• [Point annotation records]
:::

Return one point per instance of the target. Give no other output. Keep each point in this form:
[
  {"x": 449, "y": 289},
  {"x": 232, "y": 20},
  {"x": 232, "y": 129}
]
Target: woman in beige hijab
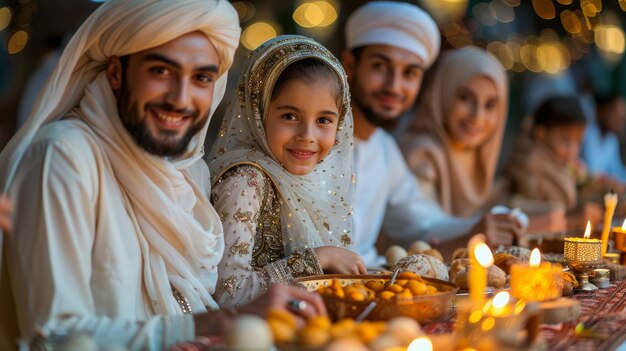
[{"x": 454, "y": 143}]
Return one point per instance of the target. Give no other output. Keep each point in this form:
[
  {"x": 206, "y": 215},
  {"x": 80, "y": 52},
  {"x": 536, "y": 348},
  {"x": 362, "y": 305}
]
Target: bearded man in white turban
[
  {"x": 389, "y": 46},
  {"x": 114, "y": 235}
]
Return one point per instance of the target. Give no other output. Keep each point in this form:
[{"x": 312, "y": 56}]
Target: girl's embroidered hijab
[{"x": 317, "y": 207}]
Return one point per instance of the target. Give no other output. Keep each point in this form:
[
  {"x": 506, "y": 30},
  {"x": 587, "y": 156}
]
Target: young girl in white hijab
[{"x": 282, "y": 171}]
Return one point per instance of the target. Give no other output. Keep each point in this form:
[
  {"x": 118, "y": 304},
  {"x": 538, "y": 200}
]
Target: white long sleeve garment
[
  {"x": 73, "y": 262},
  {"x": 388, "y": 197}
]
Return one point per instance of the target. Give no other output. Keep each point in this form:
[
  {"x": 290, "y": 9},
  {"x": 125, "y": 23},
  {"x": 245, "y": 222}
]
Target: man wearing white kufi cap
[
  {"x": 114, "y": 235},
  {"x": 389, "y": 45}
]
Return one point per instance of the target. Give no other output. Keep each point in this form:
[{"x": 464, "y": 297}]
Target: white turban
[
  {"x": 397, "y": 24},
  {"x": 118, "y": 28},
  {"x": 184, "y": 249}
]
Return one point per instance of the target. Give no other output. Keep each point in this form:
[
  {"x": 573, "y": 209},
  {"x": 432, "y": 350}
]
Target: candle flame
[
  {"x": 422, "y": 343},
  {"x": 483, "y": 255},
  {"x": 535, "y": 258},
  {"x": 501, "y": 299}
]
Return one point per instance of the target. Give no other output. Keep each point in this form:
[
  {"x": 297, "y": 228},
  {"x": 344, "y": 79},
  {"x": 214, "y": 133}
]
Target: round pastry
[
  {"x": 418, "y": 246},
  {"x": 517, "y": 251},
  {"x": 459, "y": 274},
  {"x": 434, "y": 253},
  {"x": 504, "y": 261},
  {"x": 460, "y": 252},
  {"x": 425, "y": 265},
  {"x": 394, "y": 254}
]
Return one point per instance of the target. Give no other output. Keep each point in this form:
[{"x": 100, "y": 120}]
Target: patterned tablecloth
[{"x": 603, "y": 312}]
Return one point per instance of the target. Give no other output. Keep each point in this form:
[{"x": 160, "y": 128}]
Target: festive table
[{"x": 603, "y": 313}]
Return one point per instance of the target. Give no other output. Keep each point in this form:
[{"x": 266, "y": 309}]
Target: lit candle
[
  {"x": 583, "y": 249},
  {"x": 610, "y": 202},
  {"x": 620, "y": 237},
  {"x": 500, "y": 305},
  {"x": 536, "y": 281},
  {"x": 481, "y": 258},
  {"x": 422, "y": 343}
]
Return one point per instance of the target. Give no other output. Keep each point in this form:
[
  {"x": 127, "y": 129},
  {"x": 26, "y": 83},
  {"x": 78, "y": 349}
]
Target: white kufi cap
[{"x": 394, "y": 23}]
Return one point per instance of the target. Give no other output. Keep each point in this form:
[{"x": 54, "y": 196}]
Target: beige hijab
[
  {"x": 427, "y": 137},
  {"x": 184, "y": 247},
  {"x": 316, "y": 209}
]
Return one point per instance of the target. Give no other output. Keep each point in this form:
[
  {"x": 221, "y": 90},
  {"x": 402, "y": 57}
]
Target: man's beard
[
  {"x": 371, "y": 115},
  {"x": 166, "y": 142}
]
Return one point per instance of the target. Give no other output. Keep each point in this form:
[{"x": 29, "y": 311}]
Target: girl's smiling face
[{"x": 301, "y": 124}]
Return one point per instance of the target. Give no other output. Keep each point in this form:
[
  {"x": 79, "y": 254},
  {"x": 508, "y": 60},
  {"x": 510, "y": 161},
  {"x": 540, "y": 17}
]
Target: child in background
[
  {"x": 545, "y": 169},
  {"x": 282, "y": 171}
]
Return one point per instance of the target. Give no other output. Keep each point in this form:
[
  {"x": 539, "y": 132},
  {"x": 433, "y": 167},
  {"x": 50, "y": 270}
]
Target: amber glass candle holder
[{"x": 583, "y": 256}]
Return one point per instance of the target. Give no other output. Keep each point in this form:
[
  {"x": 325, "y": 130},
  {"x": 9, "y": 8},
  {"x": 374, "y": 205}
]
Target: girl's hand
[{"x": 338, "y": 260}]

:::

• [Written exercise] Please write out all of the material above without changing a word, and omit any pictures.

• [The response]
Return one point per instance of the target. Give no other output. Keep each point in this form:
[
  {"x": 449, "y": 289},
  {"x": 232, "y": 20},
  {"x": 232, "y": 129}
]
Target: woman in beige hijab
[{"x": 454, "y": 143}]
Return one point per instance of the target. Give no other output. Keep each point in this form:
[
  {"x": 206, "y": 215},
  {"x": 80, "y": 52},
  {"x": 536, "y": 348},
  {"x": 362, "y": 305}
]
Target: bearded man in white turban
[
  {"x": 389, "y": 46},
  {"x": 114, "y": 235}
]
Return one point per instance of the target. Give no other output. Keep each point in this form:
[{"x": 312, "y": 56}]
Target: girl's embroidered hijab
[{"x": 317, "y": 207}]
Return one point per instance of the target. Give no other output. Keep each point in this form:
[
  {"x": 506, "y": 30},
  {"x": 587, "y": 156}
]
Target: young girl in white hijab
[{"x": 282, "y": 171}]
Return one point per instance of the target. Give no other output. Keep each point in this form:
[
  {"x": 118, "y": 304},
  {"x": 538, "y": 200}
]
Target: white long sleeve garment
[
  {"x": 73, "y": 262},
  {"x": 388, "y": 197}
]
Return one point per instance of the target. Give no other output. Keep each point in this form:
[
  {"x": 290, "y": 9},
  {"x": 125, "y": 23},
  {"x": 245, "y": 222}
]
Target: man wearing white kufi cap
[
  {"x": 114, "y": 235},
  {"x": 389, "y": 45}
]
Return one point per instance of the target. Give no other output. Keep each point in this form:
[{"x": 464, "y": 297}]
Target: white turban
[
  {"x": 397, "y": 24},
  {"x": 118, "y": 28},
  {"x": 184, "y": 249}
]
Return one point per instance of the target. Give no other output. Keep each point in this form:
[
  {"x": 573, "y": 209},
  {"x": 432, "y": 350}
]
Target: candle flame
[
  {"x": 422, "y": 343},
  {"x": 483, "y": 255},
  {"x": 535, "y": 258},
  {"x": 501, "y": 299}
]
Return one point per instance of the target. Give no other output. Keep each point in this form:
[
  {"x": 297, "y": 228},
  {"x": 344, "y": 79},
  {"x": 214, "y": 133}
]
Target: round pastry
[
  {"x": 418, "y": 246},
  {"x": 517, "y": 251},
  {"x": 459, "y": 274},
  {"x": 434, "y": 253},
  {"x": 504, "y": 261},
  {"x": 460, "y": 252},
  {"x": 425, "y": 265},
  {"x": 394, "y": 254}
]
Return one point per instance of the target. Give no other output. Keep each point in this form:
[{"x": 100, "y": 120}]
Target: patterned tablecloth
[{"x": 603, "y": 312}]
Return one point per instance of the target. Give no other output. Keep each point in this form:
[{"x": 160, "y": 128}]
Target: festive table
[{"x": 603, "y": 313}]
Return one point per instance of the target. Give no other output. Keep each point in this form:
[{"x": 266, "y": 309}]
Target: lit candle
[
  {"x": 583, "y": 249},
  {"x": 610, "y": 202},
  {"x": 620, "y": 237},
  {"x": 500, "y": 305},
  {"x": 536, "y": 281},
  {"x": 481, "y": 258},
  {"x": 422, "y": 343}
]
Return one point per instance of the target. Give no other output. Keep each point in this form:
[
  {"x": 127, "y": 129},
  {"x": 26, "y": 83},
  {"x": 78, "y": 349}
]
Target: white kufi cap
[{"x": 394, "y": 23}]
Return one point per instance of the target. Give no other output. Keep each point in this form:
[{"x": 54, "y": 196}]
Target: beige hijab
[
  {"x": 427, "y": 137},
  {"x": 184, "y": 247},
  {"x": 316, "y": 209}
]
Return one point per instance of the target. Give no other output. Keep each point in this form:
[
  {"x": 221, "y": 90},
  {"x": 402, "y": 57}
]
Target: man's beard
[
  {"x": 371, "y": 115},
  {"x": 166, "y": 142}
]
Return one point per instance of the target. Give no other output. Keep each point in this form:
[{"x": 29, "y": 311}]
Target: girl's smiling face
[{"x": 301, "y": 124}]
Return one point per instance of the target. Give no other output. Keep each point in this form:
[
  {"x": 79, "y": 254},
  {"x": 508, "y": 60},
  {"x": 510, "y": 161},
  {"x": 540, "y": 17}
]
Target: child in background
[
  {"x": 545, "y": 169},
  {"x": 282, "y": 171}
]
Return one point per instance of the target. Give no other output. Keep each point in this form:
[
  {"x": 539, "y": 132},
  {"x": 433, "y": 167},
  {"x": 50, "y": 270}
]
Target: amber glass candle holder
[{"x": 583, "y": 256}]
Return one point per instance of the target. Give no other output. Keep each point in this form:
[
  {"x": 325, "y": 130},
  {"x": 9, "y": 8},
  {"x": 374, "y": 205}
]
Target: girl's hand
[{"x": 338, "y": 260}]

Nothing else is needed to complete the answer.